# [Your instructions]
Reproduce all of the data word for word.

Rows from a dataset
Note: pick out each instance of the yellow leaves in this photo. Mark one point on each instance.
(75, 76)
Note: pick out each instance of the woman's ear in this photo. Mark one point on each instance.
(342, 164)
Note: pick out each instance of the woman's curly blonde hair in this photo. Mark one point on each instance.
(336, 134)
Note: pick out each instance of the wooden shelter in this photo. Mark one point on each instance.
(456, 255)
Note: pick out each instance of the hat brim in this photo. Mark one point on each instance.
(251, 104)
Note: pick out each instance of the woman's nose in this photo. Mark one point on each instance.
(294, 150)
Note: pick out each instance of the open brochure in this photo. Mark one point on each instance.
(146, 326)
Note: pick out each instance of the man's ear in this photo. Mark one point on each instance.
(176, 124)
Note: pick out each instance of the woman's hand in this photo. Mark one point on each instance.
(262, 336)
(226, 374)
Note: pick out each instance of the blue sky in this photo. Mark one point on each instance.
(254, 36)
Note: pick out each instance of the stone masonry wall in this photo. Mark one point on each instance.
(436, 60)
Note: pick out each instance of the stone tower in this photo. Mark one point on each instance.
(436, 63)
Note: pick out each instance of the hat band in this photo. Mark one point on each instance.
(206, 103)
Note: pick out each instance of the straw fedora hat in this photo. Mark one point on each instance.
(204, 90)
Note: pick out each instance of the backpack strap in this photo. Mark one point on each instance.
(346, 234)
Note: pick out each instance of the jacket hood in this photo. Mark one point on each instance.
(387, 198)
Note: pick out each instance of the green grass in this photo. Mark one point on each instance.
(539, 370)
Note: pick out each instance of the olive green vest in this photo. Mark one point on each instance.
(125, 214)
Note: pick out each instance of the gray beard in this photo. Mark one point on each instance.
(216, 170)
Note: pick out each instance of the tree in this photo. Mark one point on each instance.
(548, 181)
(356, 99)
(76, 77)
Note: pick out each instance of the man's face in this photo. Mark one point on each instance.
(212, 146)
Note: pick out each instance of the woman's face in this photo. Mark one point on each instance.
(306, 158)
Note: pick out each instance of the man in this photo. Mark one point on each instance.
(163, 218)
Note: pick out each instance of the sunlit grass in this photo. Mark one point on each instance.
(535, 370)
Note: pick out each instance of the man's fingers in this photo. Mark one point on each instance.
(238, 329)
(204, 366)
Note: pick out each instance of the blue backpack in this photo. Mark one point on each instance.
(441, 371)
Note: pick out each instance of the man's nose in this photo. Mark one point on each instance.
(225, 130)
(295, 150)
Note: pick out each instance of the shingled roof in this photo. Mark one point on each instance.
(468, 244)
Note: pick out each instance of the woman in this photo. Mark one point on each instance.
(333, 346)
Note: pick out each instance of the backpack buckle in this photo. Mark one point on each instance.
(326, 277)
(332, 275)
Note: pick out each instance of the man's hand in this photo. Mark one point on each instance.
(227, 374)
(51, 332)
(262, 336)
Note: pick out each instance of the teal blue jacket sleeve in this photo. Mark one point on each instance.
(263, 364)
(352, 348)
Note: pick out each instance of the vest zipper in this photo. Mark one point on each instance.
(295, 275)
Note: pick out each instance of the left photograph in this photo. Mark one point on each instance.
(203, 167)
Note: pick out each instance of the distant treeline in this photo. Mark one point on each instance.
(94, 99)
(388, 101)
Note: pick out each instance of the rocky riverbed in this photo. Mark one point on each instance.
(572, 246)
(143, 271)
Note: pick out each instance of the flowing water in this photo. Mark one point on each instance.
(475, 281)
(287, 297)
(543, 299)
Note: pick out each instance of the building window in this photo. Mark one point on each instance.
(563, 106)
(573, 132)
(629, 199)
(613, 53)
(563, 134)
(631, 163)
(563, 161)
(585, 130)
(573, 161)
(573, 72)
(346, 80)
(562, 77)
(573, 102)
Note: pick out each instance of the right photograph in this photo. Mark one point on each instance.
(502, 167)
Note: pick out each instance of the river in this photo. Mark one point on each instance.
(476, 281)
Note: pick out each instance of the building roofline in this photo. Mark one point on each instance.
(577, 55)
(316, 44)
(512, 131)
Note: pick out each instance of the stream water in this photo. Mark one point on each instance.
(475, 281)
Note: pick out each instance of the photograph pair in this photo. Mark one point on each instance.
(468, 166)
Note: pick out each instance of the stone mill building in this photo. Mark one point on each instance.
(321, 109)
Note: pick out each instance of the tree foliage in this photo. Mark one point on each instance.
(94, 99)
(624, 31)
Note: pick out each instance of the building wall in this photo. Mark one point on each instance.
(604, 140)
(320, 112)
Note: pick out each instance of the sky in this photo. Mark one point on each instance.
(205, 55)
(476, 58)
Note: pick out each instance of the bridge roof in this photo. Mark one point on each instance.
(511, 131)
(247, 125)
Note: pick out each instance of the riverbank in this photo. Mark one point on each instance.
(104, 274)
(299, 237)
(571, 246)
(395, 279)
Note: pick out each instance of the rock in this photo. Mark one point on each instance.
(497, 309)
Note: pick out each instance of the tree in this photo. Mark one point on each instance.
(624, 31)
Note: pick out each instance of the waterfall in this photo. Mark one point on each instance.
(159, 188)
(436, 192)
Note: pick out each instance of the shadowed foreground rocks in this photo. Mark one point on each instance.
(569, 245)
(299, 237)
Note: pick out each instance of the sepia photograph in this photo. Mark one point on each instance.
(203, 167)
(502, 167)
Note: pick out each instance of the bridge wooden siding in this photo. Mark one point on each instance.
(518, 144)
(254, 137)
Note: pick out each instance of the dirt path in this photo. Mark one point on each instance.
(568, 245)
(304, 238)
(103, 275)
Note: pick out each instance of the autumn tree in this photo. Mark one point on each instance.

# [Full response]
Note: pick out each instance of the yellow leaves in this photo. Mark one point on each instance.
(75, 76)
Note: pick out each instance of the woman's ear in this photo. Mark one point on each instance.
(342, 164)
Note: pick out each instance of the woman's curly blonde hair in this photo. Mark one point on each instance.
(336, 134)
Note: pick out each instance of the wooden shelter in this photo. Mark one point on each instance.
(456, 255)
Note: pick out each instance of the hat brim in this photo. Mark one point on each instance.
(251, 104)
Note: pick out each instance of the woman's nose in this photo. Mark one point on each instance.
(294, 150)
Note: pick out each instance of the open brochure in this photo. Mark one point on each instance.
(146, 326)
Note: pick out each instance of the man's ear in this photo. Mark one point on each instance.
(176, 124)
Note: pick out each instance of the woman's hand in this photo. Mark one point on each instance.
(262, 336)
(226, 374)
Note: pick out each instance of the blue sky in this photo. Mark one point on each instance.
(254, 36)
Note: pick out each instance of the stone masonry wall in this photo. Mark one point on each instance.
(436, 60)
Note: pick out each instance of the stone tower in this photo. Mark one point on each instance.
(436, 63)
Note: pick out each instance of the hat band in this photo. Mark one point on each instance.
(206, 103)
Note: pick out each instance of the straw fedora hat in this photo. Mark one point on each instance.
(204, 90)
Note: pick out each instance of the backpack strap in this photo. Mark one point on each instance.
(346, 234)
Note: pick out each instance of the jacket hood in this photo. Mark one point on each instance.
(387, 198)
Note: pick out each instance of the green grass in this photo. Mark one point on each instance.
(539, 370)
Note: pick out each instance of the olive green vest in this photo. Mark one point on each instance.
(125, 214)
Note: pick out each instance of the gray beard in this photo. Mark one point on each instance.
(216, 170)
Note: pick out each instance of the tree in this photo. Mark one point on each instance.
(548, 181)
(356, 99)
(76, 77)
Note: pick out each instance of the man's face in this photo. Mark one point on each instance.
(212, 146)
Note: pick out each instance of the woman's face in this photo. Mark one point on each instance.
(306, 158)
Note: pick out each instance of the man in this photo. Mark one point on each instance.
(163, 218)
Note: pick out each instance of the sunlit grass in this photo. Mark one point on each instance.
(535, 370)
Note: pick out each instance of the man's fingers in this photo. Mark one point on each instance.
(238, 329)
(204, 366)
Note: pick out each instance of the blue backpack in this photo. Mark one point on each instance.
(441, 371)
Note: pick out each instance of the man's nose in this photo. Mark one point on each instance.
(225, 130)
(295, 150)
Note: pick out each instance of the shingled roof in this photo. Mark one point on each instance.
(468, 244)
Note: pick out each instance of the woman in this photo. Mark one point on each instance.
(333, 346)
Note: pick out each instance of the backpack buckle in this photo. Mark one point on each instance.
(326, 277)
(332, 275)
Note: pick out each instance of the man's hand in this photo. Mark one point on each instance.
(227, 374)
(51, 332)
(262, 336)
Note: pick out each instance of the teal blue jacket sleeve in this photo. Mark one point on each instance.
(263, 364)
(352, 348)
Note: pick out each instance of the vest zipper in this photo. Mark one point on each instance.
(295, 275)
Note: pick out each instance of the left photograph in this photo. Mark one point on each instance.
(203, 167)
Note: pick out each instance of the distant treeline in this photo. Mark one point on each instance.
(94, 99)
(388, 101)
Note: pick out each instance of the rocky riverbed in this photo. Mark one point on each instance.
(572, 246)
(143, 271)
Note: pick out each instance of the flowing water in this photo. Mark one point on each instance.
(475, 281)
(287, 297)
(543, 299)
Note: pick out each instance of the building window in this photo. Mark one point on each instance.
(563, 106)
(573, 132)
(629, 199)
(613, 53)
(563, 134)
(631, 163)
(563, 161)
(585, 130)
(573, 161)
(573, 72)
(346, 80)
(562, 77)
(573, 102)
Note: pick out each instance of the right photograph in this photo. Mark one point on each instance.
(502, 167)
Note: pick out each instance of the river in this photo. Mark one point on each instance.
(476, 281)
Note: pick out each instance of the building roofline in this photo. Mark one point on each instance.
(577, 55)
(316, 44)
(512, 131)
Note: pick out each instance of the stream water in this photo. Mark one point on each instance.
(475, 281)
Note: pick out each instance of the photograph pair in this photo. Mark one point on each instance.
(468, 166)
Note: pick out each instance of the stone mill building in this photo. Mark one point on each instance.
(321, 109)
Note: pick out each instance of the tree foliage in this photo. Mark one point on each instance.
(94, 99)
(624, 31)
Note: pick out each instance of the building wall in this photo. Mark one point on each instance.
(604, 140)
(320, 112)
Note: pick out each instance of the sky in this photo. Mark one point on each instance.
(205, 55)
(476, 58)
Note: pick out each instance of the bridge roof in this photo. Mark one point on each instance.
(511, 131)
(247, 125)
Note: pick out each instance of the riverbank in this photo. Mark one point on each instance.
(104, 274)
(299, 237)
(571, 246)
(395, 279)
Note: pick out each instance of the rock in this photo. Mark one point on each instance.
(497, 309)
Note: pick out each instance of the tree in this photo. Mark one point on each instance.
(624, 31)
Note: pick out each instance of the waterfall in this photo. Mark one point on each instance.
(159, 188)
(436, 192)
Note: pick out each instance of the shadowed foreground rocks in this photo. Mark one point on each instance.
(569, 245)
(299, 237)
Note: pick out each instance of the sepia photograph in this photo. Mark one point on each instance.
(203, 167)
(502, 167)
Note: pick out each instance of the bridge wooden siding in this photo. Mark one point on each instance.
(518, 144)
(254, 137)
Note: pick out each instance of the dirt path in this photo. Mark one point on each instance.
(568, 245)
(304, 238)
(103, 275)
Note: pick out each instance of the autumn tree in this photo. Mark one point on each instance.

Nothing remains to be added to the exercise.